→ Input rows

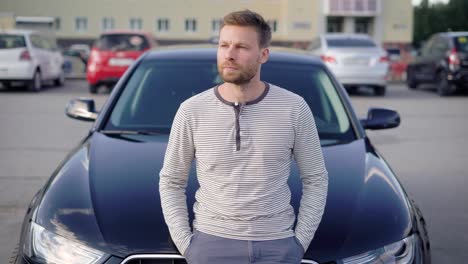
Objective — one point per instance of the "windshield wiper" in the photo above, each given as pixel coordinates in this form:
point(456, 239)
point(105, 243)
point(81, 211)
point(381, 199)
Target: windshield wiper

→ Work instructions
Reproduce every line of the data above word for word, leaving out the picture.

→ Complete answer
Objective — one point per instance of the "windshield wiper" in the photo above, each given as pixel coordinates in this form:
point(456, 239)
point(105, 243)
point(81, 211)
point(381, 199)
Target: windshield wiper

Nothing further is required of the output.